RECORDED DATA
*** Begin section ***
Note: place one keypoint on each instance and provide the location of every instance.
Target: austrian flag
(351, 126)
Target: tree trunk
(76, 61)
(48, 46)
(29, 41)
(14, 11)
*** End section ***
WHAT YOU NEED TO DO
Please repeat the records so that each one reads exactly as it does above.

WRITTEN ANSWER
Note: place one keypoint on each instance and provide the location of every instance.
Target: austrian flag
(351, 126)
Target: tree trunk
(76, 61)
(48, 46)
(29, 41)
(14, 11)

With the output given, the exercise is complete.